**Selected passage**

⁂

In [1]:
from pathlib import Path
import os

import pandas as pd

In [2]:
# Directory of this file
this_dir = os.getcwd()

In [3]:
# Read in all files
parts = []

for file in Path(this_dir).rglob('*.xls*') :
    print(f'Reading {file.name}')
    part = pd.read_excel(file)
    parts.append(part)

Reading sales_report_openpyxl.xlsx
Reading February.xlsx
Reading August.xlsx
Reading April.xlsx
Reading June.xlsx
Reading October.xlsx
Reading September.xlsx
Reading July.xlsx
Reading January.xlsx
Reading May.xlsx
Reading November.xlsx
Reading December.xlsx
Reading March.xlsx
Reading October.xls
Reading September.xls
Reading April.xls
Reading June.xls
Reading January.xls
Reading July.xls
Reading February.xls
Reading December.xls
Reading August.xls
Reading November.xls
Reading March.xls
Reading May.xls


In [4]:
# Combine the DataFrames from each file into a single DataFrame
df = pd.concat(parts)

In [5]:
# Pivot each store into a column and sum up all transactions per date
pivot = pd.pivot_table(df, 
                       index="transaction_date", columns="store",
                       values="amount", aggfunc="sum")

In [6]:
# Resample to end of month and assign an index name
summary = pivot.resample("M").sum()
summary.index.name = "Month"

In [7]:
summary.head()

store,Boston,Chicago,Las Vegas,New York,San Francisco,Washington DC
Month,Unnamed: 1_level_1,Unnamed: 2_level_1,Unnamed: 3_level_1,Unnamed: 4_level_1,Unnamed: 5_level_1,Unnamed: 6_level_1
2019-01-31,21784.1,51187.7,23012.75,49872.85,58629.85,14057.6
2019-02-28,21454.9,52330.85,25493.1,46669.85,55218.65,15235.4
2019-03-31,20043.0,48897.25,23451.1,41572.25,52712.95,14177.05
2019-04-30,18791.05,47396.35,22710.15,41714.3,49324.65,13339.15
2019-05-31,18036.75,45117.05,21526.55,40610.4,47759.6,13147.1


In [8]:
# Sort columns by total revenue
summary = summary.loc[:, summary.sum().sort_values().index]

In [9]:
# Add row total
summary.loc[:, "Total"] = summary.sum(axis=1)

In [10]:
# Add column total
summary.loc['Total'] = summary.sum()

# Write summary report to Excel file

In [11]:
# DataFrame position and number of rows/columns
# xlsxwriter uses 0-based indices
startrow, startcol = 2, 1
nrows, ncols = summary.shape

In [12]:
with pd.ExcelWriter(Path(this_dir)/"sales_report_xlsxwriter.xlsx",
                   engine="xlsxwriter", datetime_format="mmm yy") as writer:    
    summary.to_excel(writer, sheet_name="Sheet1",
                    startrow=startrow, startcol=startcol)

⁂

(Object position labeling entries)
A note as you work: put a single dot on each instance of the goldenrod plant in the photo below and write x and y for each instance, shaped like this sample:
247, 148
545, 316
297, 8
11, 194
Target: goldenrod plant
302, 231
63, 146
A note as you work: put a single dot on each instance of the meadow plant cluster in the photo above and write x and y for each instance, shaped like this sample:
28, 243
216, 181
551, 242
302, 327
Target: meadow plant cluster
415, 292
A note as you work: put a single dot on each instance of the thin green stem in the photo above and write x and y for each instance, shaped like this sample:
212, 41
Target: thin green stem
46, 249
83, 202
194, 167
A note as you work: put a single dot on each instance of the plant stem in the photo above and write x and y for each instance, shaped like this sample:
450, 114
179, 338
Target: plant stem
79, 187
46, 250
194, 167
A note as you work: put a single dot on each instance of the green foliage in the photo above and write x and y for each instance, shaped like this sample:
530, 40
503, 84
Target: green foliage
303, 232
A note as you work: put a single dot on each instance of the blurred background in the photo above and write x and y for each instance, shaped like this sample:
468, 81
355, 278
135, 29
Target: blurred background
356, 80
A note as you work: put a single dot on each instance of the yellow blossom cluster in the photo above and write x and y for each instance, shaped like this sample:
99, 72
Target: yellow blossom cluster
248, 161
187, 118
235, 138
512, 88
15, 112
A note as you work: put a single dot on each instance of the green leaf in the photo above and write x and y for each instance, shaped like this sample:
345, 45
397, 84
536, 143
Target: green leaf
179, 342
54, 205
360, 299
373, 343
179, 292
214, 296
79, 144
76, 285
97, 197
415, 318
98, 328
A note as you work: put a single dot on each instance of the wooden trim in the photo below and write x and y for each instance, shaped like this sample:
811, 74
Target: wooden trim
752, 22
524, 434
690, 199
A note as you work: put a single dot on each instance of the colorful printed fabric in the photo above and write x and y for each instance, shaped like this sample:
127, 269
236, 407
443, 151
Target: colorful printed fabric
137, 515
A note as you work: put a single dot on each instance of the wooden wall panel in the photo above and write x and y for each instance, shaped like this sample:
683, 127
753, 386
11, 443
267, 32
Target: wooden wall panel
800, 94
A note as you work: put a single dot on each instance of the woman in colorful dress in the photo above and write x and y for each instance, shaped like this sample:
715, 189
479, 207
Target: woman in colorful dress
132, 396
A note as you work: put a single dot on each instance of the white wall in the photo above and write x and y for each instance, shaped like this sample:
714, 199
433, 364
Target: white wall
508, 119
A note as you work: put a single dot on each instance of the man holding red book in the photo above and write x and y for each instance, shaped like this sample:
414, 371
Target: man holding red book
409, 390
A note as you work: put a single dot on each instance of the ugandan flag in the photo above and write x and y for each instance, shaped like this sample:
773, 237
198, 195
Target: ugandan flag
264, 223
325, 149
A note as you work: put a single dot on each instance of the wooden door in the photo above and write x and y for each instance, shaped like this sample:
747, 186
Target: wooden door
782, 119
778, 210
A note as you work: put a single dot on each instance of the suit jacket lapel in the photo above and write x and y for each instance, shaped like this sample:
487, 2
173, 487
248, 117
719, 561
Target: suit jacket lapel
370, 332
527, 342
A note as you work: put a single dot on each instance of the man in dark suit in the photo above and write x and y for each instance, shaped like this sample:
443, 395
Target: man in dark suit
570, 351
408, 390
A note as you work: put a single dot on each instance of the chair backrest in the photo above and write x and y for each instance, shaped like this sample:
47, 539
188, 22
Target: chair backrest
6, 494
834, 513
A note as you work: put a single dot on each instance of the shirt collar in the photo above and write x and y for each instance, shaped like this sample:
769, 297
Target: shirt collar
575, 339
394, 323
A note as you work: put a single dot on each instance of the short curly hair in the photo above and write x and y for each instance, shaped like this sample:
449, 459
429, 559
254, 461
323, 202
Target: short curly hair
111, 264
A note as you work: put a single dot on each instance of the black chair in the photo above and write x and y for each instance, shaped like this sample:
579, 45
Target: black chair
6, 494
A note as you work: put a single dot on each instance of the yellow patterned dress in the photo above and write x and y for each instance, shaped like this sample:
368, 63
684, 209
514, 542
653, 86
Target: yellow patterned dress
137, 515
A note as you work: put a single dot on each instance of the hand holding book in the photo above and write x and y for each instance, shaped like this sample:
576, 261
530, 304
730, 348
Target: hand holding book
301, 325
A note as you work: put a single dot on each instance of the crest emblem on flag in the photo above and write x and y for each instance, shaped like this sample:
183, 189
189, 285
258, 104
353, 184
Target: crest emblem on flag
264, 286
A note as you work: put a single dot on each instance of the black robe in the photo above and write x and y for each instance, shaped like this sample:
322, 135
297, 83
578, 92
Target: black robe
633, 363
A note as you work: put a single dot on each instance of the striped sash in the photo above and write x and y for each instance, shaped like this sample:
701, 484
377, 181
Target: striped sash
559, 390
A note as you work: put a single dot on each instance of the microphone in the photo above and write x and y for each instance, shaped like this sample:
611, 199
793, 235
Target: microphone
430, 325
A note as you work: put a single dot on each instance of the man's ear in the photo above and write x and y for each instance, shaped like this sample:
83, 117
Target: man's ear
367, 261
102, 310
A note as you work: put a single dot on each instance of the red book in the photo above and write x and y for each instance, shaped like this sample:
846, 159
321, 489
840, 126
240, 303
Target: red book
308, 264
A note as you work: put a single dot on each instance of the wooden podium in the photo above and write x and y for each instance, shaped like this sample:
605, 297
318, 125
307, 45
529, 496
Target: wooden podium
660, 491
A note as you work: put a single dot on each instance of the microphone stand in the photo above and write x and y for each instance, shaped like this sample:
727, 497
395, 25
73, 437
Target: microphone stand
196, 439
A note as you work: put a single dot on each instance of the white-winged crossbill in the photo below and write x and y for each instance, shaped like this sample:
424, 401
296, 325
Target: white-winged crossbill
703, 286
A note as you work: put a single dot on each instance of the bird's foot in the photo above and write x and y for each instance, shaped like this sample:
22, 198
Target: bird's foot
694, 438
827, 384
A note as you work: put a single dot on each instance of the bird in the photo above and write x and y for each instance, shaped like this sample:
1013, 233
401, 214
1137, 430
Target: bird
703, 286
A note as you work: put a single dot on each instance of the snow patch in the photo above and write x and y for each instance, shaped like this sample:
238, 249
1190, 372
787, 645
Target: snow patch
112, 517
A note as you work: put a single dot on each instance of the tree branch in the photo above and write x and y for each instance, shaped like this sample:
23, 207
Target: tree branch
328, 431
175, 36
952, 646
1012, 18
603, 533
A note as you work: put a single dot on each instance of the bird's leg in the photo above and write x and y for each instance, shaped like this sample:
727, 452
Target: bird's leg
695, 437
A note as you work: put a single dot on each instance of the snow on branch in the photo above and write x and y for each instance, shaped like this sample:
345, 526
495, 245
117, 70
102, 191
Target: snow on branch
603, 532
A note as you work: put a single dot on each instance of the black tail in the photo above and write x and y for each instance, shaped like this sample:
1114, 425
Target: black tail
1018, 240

⁂

**Tasks to carry out**
(a) Answer these questions about the sales report notebook:
(i) Which aggregation function is passed to the pivot table?
(ii) What name is assigned to the index of the resampled summary?
(iii) Which engine is specified when the Excel writer is created?
(b) Write out the part of the sales report notebook that begins at the words "import pandas as" and stops after "part = pd.read_excel(file)".

**Results of the tasks**
(a)
(i) "sum"
(ii) "Month"
(iii) "xlsxwriter"

(b)
import pandas as pd

In [2]:
# Directory of this file
this_dir = os.getcwd()

In [3]:
# Read in all files
parts = []

for file in Path(this_dir).rglob('*.xls*') :
    print(f'Reading {file.name}')
    part = pd.read_excel(file)